* Start Supplied data *

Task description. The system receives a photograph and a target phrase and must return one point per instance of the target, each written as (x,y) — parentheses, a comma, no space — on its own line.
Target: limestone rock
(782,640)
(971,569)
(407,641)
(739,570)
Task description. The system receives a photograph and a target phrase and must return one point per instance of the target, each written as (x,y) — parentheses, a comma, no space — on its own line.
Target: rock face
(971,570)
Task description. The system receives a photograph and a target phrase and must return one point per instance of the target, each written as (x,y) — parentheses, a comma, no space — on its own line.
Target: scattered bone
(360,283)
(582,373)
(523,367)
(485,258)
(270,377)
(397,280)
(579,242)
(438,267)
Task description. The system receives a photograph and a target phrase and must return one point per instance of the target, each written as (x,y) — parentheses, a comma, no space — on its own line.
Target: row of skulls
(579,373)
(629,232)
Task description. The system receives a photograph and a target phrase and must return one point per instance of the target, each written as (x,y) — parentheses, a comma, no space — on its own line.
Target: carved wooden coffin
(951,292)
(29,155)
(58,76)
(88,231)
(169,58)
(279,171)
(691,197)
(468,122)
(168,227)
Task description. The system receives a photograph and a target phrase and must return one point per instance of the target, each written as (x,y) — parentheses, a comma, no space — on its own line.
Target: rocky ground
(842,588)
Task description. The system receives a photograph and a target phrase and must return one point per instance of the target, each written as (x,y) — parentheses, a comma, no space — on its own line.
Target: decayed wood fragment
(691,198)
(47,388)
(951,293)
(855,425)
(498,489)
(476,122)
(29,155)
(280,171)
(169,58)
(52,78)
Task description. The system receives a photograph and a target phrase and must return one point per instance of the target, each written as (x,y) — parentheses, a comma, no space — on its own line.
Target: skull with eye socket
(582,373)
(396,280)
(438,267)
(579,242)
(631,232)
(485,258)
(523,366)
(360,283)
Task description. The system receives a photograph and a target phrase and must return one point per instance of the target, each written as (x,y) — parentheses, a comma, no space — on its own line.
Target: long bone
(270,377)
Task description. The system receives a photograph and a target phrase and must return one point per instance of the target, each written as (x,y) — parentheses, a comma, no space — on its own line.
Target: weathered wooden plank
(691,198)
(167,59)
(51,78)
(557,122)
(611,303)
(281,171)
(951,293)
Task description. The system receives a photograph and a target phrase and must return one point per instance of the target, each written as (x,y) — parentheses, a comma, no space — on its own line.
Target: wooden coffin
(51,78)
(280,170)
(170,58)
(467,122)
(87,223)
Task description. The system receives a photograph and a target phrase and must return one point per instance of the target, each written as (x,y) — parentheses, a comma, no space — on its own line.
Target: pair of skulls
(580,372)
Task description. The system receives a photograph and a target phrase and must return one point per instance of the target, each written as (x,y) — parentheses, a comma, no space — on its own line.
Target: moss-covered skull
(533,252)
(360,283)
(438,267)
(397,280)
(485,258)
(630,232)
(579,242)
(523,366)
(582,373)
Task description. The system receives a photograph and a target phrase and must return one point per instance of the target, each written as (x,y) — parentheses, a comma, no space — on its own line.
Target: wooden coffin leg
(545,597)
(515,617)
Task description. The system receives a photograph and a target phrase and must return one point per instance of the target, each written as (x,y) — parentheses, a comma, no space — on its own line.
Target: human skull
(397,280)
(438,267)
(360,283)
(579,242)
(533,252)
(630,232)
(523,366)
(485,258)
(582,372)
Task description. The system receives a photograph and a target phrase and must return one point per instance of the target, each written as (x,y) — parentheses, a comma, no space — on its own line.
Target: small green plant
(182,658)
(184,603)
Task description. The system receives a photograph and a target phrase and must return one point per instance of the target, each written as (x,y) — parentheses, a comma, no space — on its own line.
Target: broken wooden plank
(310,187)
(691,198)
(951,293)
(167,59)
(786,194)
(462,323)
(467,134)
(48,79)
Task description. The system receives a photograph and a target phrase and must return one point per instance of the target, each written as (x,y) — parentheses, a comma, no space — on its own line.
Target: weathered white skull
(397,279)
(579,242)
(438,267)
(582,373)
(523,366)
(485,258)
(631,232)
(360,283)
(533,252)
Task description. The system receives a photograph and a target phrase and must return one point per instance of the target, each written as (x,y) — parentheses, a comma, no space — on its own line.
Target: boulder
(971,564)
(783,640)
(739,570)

* End Supplied data *

Tally the lines of the material above that contain the string "plank". Reply with the number alone.

## Finished answer
2